## URAIAN TUGAS
Menurut teks tentang Hari Kependudukan Dunia dan Sensus Penduduk, pada tahun berapa Hari Kependudukan Dunia ditetapkan?

## TEKS HALAMAN
★ ★ ★ ★ ★ ★ ★

Oleh Nuraini, S.Si., M.Stat.
Fungsional Statistisi di Bidang Pengendalian Penduduk Kantor Perwakilan BKKBN Provinsi Jawa Barat
Tanggal 11 Juli diperingati sebagai Hari Kependudukan Dunia (World Population Day). Peringatan ini bertujuan untuk meningkatkan kepedulian masyarakat terhadap isu kependudukan secara global. Awal mula ditetapkannya Hari Kependudukan Dunia diilhami oleh meningkatnya jumlah penduduk dunia menjadi sebanyak 5 milyar jiwa, tepat pada tanggal 11 Juli 1987 oleh Governing Council of the United Nations Development Programme. Penetapannya sendiri dilakukan pada tahun 1989. Hingga kini, 30 tahun selepas penetapan, berdasarkan perkiraan terbaru Perserikatan Bangsa Bangsa dari data worldometer, pada Juli 2019 jumlah penduduk dunia telah mencapai 7,7 miliar.
Aspek kependudukan memiliki tantangan dan permasalahan yang kompleks. Salah satu tantangan kependudukan adalah tersedianya data dan informasi kependudukan yang akurat. Berdasarkan Undang Undang no. 52 Tahun 2009, pada Bab VIII pasal 49 tentang Data dan Informasi Kependudukan, menyebutkan bahwa data dan informasi kependudukan dan keluarga wajib digunakan oleh Pemerintah (pusat) dan Pemerintah Daerah sebagai dasar penetapan kebijakan, penyelenggaraan, dan pembangunan.
Salah satu sumber data dan informasi kependudukan dapat diperoleh melalui Sensus Penduduk. Data hasil Sensus Penduduk menjadi sangat penting karena hasil Sensus Penduduk akan melahirkan data kependudukan yang menyeluruh, akurat, terkini, dan lengkap. Berbeda dengan survey yang mengambil data melalui sampel, sensus penduduk dilakukan melalui pencacahan semua unit populasi. Sensus penduduk, menurut UU No.16 Tahun 1997, adalah suatu cara pengumpulan data yang dilakukan melalui pencacahan semua unit populasi di seluruh wilayah Republik Indonesia untuk memperoleh karakteristik suatu populasi pada suatu saat tertentu.
Bagimana data sensus ini diperoleh? Setiap 10 tahun sekali Badan Pusat Statistik menyelenggarakan kegiatan Sensus Penduduk. Tahun 2020, BPS akan menyelenggarakan kembali Sensus Penduduk yang merupakan Sensus Penduduk ketujuh kali sejak Indonesia merdeka. Penyelenggarannya dimulai pada tahun 1961, 1971, 1980, 1990, 2000 dan 2010.

★ ★ ★ ★ ★ ★ ★

## DATA YANG DIBERIKAN
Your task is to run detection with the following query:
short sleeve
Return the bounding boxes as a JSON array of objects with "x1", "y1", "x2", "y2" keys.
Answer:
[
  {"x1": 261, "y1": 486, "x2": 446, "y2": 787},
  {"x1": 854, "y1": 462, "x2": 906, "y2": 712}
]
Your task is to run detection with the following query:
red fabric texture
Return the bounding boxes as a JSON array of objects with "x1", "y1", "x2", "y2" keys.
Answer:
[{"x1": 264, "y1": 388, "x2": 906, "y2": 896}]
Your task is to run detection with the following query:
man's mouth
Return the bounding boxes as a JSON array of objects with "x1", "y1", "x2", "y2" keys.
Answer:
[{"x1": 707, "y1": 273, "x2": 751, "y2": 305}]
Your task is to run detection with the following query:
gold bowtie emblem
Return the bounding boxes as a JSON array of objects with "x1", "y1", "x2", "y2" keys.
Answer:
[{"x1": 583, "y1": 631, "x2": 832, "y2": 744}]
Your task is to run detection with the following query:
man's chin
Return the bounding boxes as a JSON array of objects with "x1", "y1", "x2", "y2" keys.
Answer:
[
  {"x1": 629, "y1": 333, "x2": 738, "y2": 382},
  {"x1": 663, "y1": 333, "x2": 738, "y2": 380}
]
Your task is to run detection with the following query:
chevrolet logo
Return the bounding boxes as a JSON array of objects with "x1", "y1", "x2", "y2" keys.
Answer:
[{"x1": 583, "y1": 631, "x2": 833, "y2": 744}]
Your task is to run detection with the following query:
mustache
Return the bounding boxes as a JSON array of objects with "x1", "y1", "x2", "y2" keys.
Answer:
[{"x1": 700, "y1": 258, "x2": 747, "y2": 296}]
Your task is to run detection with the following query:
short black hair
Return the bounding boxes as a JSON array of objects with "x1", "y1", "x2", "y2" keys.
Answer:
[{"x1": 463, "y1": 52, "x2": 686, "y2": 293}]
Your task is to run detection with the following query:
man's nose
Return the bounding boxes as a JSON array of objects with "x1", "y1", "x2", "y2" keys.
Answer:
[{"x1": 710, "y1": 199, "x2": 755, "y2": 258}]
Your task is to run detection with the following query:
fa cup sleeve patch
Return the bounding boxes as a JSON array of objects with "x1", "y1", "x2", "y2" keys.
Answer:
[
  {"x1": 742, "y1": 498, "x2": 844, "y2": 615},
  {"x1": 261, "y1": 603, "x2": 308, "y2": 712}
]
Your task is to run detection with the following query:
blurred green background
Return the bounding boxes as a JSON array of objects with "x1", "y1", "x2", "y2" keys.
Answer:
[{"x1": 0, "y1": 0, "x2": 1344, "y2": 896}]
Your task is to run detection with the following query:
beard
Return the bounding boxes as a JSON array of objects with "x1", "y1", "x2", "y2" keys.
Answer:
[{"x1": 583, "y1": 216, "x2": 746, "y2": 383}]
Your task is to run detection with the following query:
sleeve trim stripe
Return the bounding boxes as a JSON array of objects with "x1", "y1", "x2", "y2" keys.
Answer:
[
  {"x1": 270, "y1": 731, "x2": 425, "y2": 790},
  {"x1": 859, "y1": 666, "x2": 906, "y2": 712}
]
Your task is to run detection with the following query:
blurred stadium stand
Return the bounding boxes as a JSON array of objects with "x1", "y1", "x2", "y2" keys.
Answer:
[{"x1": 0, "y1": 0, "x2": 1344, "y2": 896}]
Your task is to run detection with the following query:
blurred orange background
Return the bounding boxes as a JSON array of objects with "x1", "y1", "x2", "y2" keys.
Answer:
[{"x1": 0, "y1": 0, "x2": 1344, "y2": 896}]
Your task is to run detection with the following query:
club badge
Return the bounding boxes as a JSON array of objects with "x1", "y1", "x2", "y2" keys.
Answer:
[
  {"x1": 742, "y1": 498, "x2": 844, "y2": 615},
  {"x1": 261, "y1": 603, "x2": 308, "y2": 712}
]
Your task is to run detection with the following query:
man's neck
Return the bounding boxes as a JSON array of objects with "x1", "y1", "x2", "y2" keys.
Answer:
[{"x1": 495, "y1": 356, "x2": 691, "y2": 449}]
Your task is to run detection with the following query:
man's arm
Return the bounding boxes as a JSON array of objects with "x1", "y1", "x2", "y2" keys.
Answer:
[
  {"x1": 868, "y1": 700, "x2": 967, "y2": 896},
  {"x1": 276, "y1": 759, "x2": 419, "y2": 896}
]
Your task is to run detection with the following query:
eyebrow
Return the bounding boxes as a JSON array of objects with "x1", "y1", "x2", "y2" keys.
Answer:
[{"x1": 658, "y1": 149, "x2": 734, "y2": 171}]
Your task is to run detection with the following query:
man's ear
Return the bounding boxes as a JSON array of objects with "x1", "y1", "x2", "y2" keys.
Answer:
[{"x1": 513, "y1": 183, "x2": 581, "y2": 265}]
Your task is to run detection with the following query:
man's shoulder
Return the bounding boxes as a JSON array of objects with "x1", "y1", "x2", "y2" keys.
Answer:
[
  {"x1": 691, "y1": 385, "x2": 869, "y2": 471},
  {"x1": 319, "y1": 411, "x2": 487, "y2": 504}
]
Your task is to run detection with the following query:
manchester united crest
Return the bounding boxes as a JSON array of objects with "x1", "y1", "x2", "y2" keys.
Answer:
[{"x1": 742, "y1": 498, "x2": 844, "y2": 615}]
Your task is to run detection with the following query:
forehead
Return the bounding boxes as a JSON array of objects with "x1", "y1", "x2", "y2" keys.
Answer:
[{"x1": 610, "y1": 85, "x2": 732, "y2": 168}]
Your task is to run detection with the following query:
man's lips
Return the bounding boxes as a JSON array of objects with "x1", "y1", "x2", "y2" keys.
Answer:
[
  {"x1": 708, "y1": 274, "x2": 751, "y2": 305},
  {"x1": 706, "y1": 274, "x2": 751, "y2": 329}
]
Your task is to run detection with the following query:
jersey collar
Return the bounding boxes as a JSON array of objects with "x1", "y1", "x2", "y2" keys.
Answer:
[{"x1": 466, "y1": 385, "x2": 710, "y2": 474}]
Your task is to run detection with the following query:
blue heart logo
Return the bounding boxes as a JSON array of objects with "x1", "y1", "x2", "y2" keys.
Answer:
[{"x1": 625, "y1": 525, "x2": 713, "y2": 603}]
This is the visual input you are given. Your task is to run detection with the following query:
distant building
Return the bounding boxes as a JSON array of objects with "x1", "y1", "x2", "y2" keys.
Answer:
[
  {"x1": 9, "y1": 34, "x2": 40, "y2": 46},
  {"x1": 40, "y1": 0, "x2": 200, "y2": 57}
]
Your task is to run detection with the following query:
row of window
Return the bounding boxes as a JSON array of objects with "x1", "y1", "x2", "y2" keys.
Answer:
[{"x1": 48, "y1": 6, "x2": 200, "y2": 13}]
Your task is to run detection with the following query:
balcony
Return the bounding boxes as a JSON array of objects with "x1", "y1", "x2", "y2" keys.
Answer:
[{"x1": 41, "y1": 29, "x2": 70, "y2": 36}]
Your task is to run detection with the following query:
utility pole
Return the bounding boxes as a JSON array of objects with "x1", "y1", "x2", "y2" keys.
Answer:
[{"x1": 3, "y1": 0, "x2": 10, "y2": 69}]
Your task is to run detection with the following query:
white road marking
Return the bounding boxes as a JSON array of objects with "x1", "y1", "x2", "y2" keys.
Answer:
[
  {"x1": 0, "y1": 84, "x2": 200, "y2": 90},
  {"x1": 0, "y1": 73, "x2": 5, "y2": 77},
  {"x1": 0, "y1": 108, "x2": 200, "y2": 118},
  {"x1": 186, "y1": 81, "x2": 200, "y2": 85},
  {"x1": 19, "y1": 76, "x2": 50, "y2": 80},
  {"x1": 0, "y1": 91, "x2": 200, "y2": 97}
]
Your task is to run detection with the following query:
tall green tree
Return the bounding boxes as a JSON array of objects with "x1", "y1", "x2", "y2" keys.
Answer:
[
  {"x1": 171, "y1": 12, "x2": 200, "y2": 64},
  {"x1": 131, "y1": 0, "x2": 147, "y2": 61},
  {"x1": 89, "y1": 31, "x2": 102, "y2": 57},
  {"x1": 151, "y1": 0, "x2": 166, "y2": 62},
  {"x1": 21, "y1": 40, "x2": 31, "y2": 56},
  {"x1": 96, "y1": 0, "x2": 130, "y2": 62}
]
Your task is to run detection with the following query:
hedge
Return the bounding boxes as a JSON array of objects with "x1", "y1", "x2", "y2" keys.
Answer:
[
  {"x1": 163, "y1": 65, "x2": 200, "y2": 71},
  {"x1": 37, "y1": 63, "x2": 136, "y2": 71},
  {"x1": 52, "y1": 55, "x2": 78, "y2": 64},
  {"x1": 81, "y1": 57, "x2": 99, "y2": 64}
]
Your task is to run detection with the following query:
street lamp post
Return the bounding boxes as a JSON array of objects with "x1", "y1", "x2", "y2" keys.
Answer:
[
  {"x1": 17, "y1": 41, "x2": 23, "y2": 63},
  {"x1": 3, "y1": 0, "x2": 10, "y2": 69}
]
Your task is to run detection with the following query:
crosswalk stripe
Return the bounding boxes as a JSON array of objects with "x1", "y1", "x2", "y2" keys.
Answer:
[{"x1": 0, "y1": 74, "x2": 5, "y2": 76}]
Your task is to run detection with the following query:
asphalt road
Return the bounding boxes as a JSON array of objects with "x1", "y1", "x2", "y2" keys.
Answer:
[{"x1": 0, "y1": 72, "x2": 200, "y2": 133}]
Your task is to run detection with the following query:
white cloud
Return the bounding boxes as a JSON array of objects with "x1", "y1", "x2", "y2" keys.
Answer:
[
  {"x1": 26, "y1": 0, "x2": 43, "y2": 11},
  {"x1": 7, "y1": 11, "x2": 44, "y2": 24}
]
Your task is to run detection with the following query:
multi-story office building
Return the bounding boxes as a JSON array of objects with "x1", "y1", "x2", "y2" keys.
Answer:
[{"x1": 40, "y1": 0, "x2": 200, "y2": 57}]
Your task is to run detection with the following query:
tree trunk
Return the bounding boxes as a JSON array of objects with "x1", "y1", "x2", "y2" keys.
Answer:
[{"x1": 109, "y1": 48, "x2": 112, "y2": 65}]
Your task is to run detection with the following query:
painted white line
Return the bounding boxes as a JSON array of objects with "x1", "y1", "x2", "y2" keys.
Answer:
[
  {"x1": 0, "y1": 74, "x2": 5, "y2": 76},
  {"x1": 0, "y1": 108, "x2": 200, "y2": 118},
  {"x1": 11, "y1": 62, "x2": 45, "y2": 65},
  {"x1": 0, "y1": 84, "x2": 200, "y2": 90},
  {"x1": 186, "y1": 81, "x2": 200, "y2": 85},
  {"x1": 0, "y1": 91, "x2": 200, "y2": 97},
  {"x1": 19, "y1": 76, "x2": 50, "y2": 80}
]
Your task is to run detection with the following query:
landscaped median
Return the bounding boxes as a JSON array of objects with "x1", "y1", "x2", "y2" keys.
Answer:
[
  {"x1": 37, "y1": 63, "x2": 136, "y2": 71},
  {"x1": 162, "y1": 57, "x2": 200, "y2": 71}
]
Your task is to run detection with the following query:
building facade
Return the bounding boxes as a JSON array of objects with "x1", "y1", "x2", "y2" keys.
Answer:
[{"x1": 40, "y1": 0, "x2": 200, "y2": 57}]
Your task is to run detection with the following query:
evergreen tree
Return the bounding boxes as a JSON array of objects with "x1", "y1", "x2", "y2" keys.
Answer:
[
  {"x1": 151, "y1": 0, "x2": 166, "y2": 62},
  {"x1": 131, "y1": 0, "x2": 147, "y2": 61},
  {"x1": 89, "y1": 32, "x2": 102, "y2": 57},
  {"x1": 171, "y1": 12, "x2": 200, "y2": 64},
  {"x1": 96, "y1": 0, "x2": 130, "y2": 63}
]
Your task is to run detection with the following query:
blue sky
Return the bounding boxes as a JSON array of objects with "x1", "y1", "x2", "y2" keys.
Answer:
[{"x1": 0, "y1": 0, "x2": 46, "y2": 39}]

★ ★ ★ ★ ★ ★ ★

## HASIL TUGAS
Hari Kependudukan Dunia ditetapkan pada tahun 1989.